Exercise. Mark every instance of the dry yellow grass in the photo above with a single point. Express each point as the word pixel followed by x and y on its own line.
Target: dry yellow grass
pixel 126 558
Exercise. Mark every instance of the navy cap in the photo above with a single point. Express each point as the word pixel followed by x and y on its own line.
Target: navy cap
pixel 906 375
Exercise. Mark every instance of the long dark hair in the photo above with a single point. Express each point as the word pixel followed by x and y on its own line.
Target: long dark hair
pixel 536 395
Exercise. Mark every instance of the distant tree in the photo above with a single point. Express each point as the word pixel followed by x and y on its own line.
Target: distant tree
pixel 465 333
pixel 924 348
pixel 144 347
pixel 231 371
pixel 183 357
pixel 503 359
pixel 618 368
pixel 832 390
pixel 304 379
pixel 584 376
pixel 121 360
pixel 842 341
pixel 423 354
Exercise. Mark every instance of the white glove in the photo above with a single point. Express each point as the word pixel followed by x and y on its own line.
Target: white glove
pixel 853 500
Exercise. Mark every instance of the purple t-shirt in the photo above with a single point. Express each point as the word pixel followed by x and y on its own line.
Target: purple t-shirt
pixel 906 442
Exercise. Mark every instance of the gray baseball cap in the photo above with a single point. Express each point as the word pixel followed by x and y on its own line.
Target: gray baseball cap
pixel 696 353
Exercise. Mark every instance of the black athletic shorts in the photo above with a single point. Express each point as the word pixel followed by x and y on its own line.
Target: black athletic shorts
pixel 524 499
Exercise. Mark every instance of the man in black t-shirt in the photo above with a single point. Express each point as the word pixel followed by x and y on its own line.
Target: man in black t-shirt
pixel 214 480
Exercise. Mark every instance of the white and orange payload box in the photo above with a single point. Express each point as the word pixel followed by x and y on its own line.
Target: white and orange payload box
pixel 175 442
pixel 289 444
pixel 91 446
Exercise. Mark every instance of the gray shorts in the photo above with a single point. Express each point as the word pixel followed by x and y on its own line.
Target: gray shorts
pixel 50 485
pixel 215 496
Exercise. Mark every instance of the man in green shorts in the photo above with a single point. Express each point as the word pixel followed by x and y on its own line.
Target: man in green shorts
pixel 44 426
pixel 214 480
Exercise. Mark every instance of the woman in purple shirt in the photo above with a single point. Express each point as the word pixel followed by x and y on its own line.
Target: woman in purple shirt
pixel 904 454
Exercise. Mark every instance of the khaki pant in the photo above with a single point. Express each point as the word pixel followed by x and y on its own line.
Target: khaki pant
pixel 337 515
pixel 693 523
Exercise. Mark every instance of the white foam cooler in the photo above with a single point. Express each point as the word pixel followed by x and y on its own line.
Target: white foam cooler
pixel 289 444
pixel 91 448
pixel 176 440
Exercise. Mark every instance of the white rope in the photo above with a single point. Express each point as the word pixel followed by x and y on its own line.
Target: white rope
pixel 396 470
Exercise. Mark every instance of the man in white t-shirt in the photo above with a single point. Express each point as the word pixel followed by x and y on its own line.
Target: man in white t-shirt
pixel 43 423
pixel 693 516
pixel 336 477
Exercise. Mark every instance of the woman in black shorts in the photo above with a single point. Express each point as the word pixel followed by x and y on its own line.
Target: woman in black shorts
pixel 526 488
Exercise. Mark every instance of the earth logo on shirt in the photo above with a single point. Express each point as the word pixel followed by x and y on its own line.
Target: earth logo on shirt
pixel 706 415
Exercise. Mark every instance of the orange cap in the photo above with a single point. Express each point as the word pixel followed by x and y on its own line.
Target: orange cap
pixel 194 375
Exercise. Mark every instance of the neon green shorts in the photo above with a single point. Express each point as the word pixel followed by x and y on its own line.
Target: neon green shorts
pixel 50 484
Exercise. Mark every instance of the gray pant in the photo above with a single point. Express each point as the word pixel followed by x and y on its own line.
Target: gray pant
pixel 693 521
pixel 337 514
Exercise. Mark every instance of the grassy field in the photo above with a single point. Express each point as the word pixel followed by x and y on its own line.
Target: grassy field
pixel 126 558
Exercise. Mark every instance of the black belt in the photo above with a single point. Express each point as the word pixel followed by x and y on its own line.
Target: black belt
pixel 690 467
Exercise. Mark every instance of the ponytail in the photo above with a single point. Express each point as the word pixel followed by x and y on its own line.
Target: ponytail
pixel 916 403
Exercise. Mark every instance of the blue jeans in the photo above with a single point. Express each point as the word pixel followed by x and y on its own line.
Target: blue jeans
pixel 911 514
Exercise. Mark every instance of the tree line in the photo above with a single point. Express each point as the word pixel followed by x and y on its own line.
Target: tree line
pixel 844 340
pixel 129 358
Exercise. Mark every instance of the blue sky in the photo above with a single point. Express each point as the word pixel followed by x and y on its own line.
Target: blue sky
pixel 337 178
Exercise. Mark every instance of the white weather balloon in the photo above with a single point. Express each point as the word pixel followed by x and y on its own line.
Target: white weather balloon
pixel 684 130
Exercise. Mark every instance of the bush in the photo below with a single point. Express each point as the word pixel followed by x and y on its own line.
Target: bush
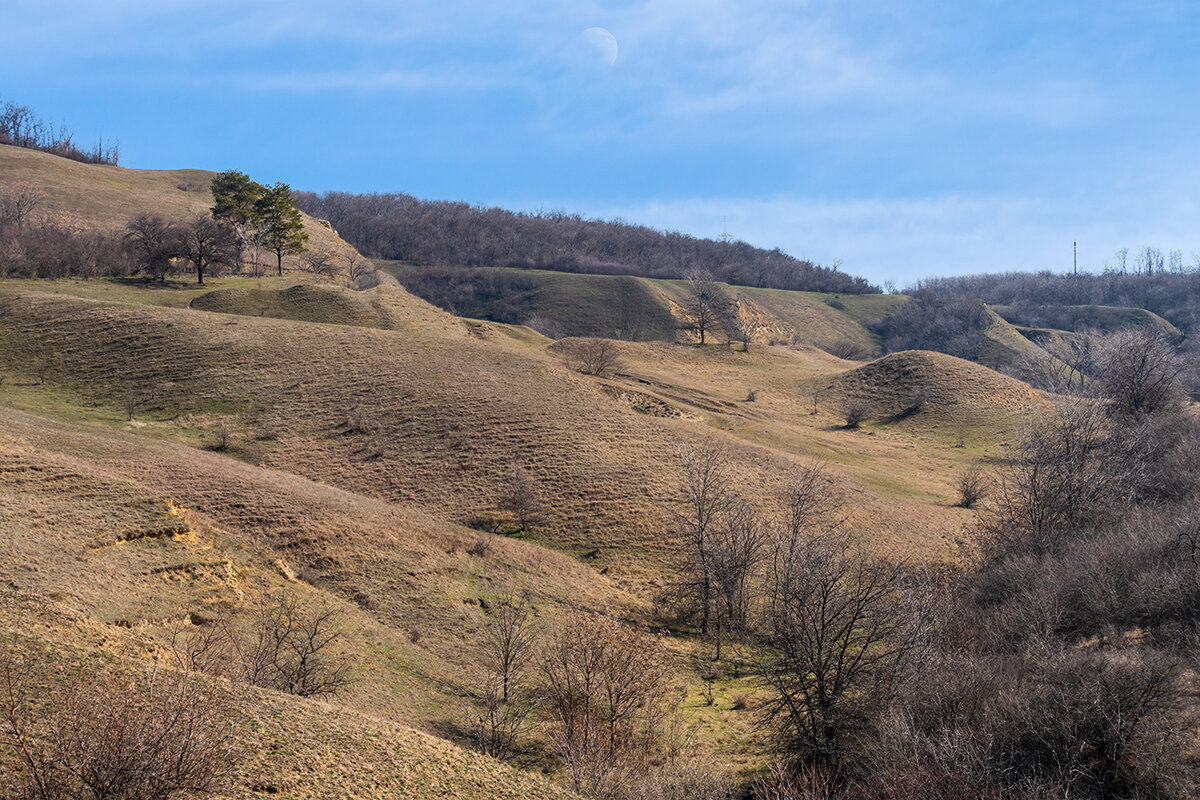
========================================================================
**WHAT IS ASKED**
Convert every line of the items above into a Markdown table with the columns Row and Line, skipping blank lines. Omit the pictures from the table.

**SOLUTION**
| Row | Line |
|---|---|
| 1 | Exercise. Mark every instance of the dry yellow grass in the photo above with a single point. Express each point as the word pixel followed by x and y on its own line. |
| 2 | Target: dry yellow grass |
| 3 | pixel 126 558 |
| 4 | Exercise. Mark every instance of the navy cap in the photo above with a single point. Express each point as the word pixel followed by x and y on its own line. |
| 5 | Target: navy cap |
| 6 | pixel 906 375 |
| 7 | Exercise. Mark every instance of the long dark hair in the photo above with a single point. Express each point as the word pixel followed by x and y on its own line. |
| 8 | Target: long dark hair |
| 9 | pixel 536 395 |
| 10 | Exercise. Mark every instance of the distant tree in the photo above with a single point. Express each point as the word pixel followed by x and y on its own line. |
| 11 | Target: distant tree |
| 12 | pixel 465 333 |
| 13 | pixel 924 348 |
| 14 | pixel 144 347 |
| 15 | pixel 231 371 |
| 16 | pixel 183 357 |
| 17 | pixel 503 359 |
| 18 | pixel 618 368 |
| 19 | pixel 832 390 |
| 20 | pixel 304 379 |
| 21 | pixel 584 376 |
| 22 | pixel 121 360 |
| 23 | pixel 842 341 |
| 24 | pixel 423 354 |
| 25 | Exercise. Mark every instance of the white glove in the photo above with a single point. Express each point as the word pixel followed by x and y on its own line. |
| 26 | Target: white glove |
| 27 | pixel 853 500 |
| 28 | Exercise. Mark every instance of the purple t-shirt in the photo above with a single point. Express each point as the word pixel followed by x and y on its own line. |
| 29 | Target: purple t-shirt |
| 30 | pixel 906 442 |
| 31 | Exercise. Mark every instance of the gray baseball cap in the photo above with a single point. Express each point as the word pixel followed by x and y on its own line. |
| 32 | Target: gray baseball cap |
| 33 | pixel 696 353 |
| 34 | Exercise. Mark every instance of the black athletic shorts in the photo above with a single point. Express each point as the word pixel followed by x and y on its own line. |
| 35 | Target: black athletic shorts |
| 36 | pixel 524 499 |
| 37 | Exercise. Mark every instance of the man in black t-shirt in the photo above with a single point. Express each point as the word pixel followed by x and y on its own line. |
| 38 | Target: man in black t-shirt |
| 39 | pixel 214 480 |
| 40 | Exercise. Mark every instance of the white and orange payload box in the photo above with a single point. Express each point as the word pixel followed by x and y on its own line. |
| 41 | Target: white and orange payload box |
| 42 | pixel 175 442 |
| 43 | pixel 289 444 |
| 44 | pixel 91 446 |
| 45 | Exercise. Mark every instance of the gray shorts in the photo above with a single point. Express each point as the word pixel followed by x and y on its own line. |
| 46 | Target: gray shorts |
| 47 | pixel 50 485 |
| 48 | pixel 215 496 |
| 49 | Exercise. Mark every instance of the man in green shorts in the photo above with a single point. Express each point as the word pixel followed by x and y on its own line. |
| 50 | Target: man in green shorts |
| 51 | pixel 44 426 |
| 52 | pixel 214 480 |
| 53 | Exercise. Mark every instance of the woman in purple shirt in the photo above with a single point. Express each point as the word pixel followed by x and y on its own line. |
| 54 | Target: woman in purple shirt |
| 55 | pixel 904 454 |
| 56 | Exercise. Mark every instance of the khaki pant in the photo above with a single point. Express each point as the word pixel followed by x and y on its own line. |
| 57 | Target: khaki pant |
| 58 | pixel 337 515 |
| 59 | pixel 693 523 |
| 60 | Exercise. Mark every instance of the white foam cooler in the photo above with a single point. Express each point as the word pixel followed by x and y on its own line. |
| 61 | Target: white foam cooler |
| 62 | pixel 289 444 |
| 63 | pixel 91 448 |
| 64 | pixel 176 440 |
| 65 | Exercise. Mark every instance of the white rope in the photo above with a single point. Express each point as the word pixel followed by x and y on its own line. |
| 66 | Target: white rope |
| 67 | pixel 396 470 |
| 68 | Exercise. Mark every instance of the man in white t-shirt in the photo above with a single point. Express each point as the word pixel followed by x and y on its own line. |
| 69 | Target: man in white t-shirt |
| 70 | pixel 43 423 |
| 71 | pixel 693 516 |
| 72 | pixel 336 477 |
| 73 | Exercise. Mark every instance of the woman in black shorts in the photo above with a single point. Express each point as the word pixel followed by x and y on its own line. |
| 74 | Target: woman in black shorts |
| 75 | pixel 526 488 |
| 76 | Exercise. Mark every instance of the earth logo on shirt in the photo above with a single point. Express each point as the word pixel followed by x and y on its own line. |
| 77 | Target: earth logo on shirt |
| 78 | pixel 706 415 |
| 79 | Exercise. Mark every instance of the orange cap in the photo above with a single point. Express each point as the word pixel followed by x and y on its own line. |
| 80 | Target: orange cap |
| 81 | pixel 194 375 |
| 82 | Exercise. Mark every instance of the neon green shorts in the photo above with a single point. Express each point as the word pixel followed by x and y on its own line. |
| 83 | Target: neon green shorts |
| 84 | pixel 50 484 |
| 85 | Exercise. Mark every instance of the gray pant in the photo above with a single point. Express each point as the word pixel followed by x and y on its own line. |
| 86 | Target: gray pant |
| 87 | pixel 693 521 |
| 88 | pixel 337 514 |
| 89 | Exercise. Mark every instance of the grassy field in the photo above with a single point. Express each point as the word pixel followed by x and y on its own line. |
| 90 | Target: grassy field |
| 91 | pixel 126 558 |
| 92 | Exercise. Mark every instance of the black belt in the photo above with a single point. Express each point as the word pixel followed by x and y on its own line. |
| 93 | Target: black belt |
| 94 | pixel 690 467 |
| 95 | Exercise. Mark every instance of the ponytail in the photo above with a single point. Express each point as the word pixel followed by x and y on its own line. |
| 96 | Target: ponytail |
| 97 | pixel 916 403 |
| 98 | Exercise. Mark every instance of the blue jeans in the photo above with a single point. Express each point as the word pixel followed by x and y on its own line. |
| 99 | Target: blue jeans |
| 100 | pixel 911 514 |
| 101 | Exercise. Mark every instance of the tree line in the photo above with a single point. Express each point as the word pixel followed by x and y on its own line. |
| 102 | Target: tree line |
| 103 | pixel 844 340 |
| 104 | pixel 129 358 |
| 105 | Exercise. Mark every instance of the blue sky in the photo above with a single point. Express each point as the word pixel followed by x and y on its own line. |
| 106 | Target: blue sky |
| 107 | pixel 337 178 |
| 108 | Exercise. Mark every instance of the white weather balloon in the photo above with a single point. Express each point as the word pixel followed by x and y on its own line. |
| 109 | Target: white weather balloon |
| 110 | pixel 684 130 |
| 111 | Exercise. Mark every instance of the bush in the photo below with a single point. Express each point as the word pixel followed by x and y on its own line. |
| 112 | Target: bush |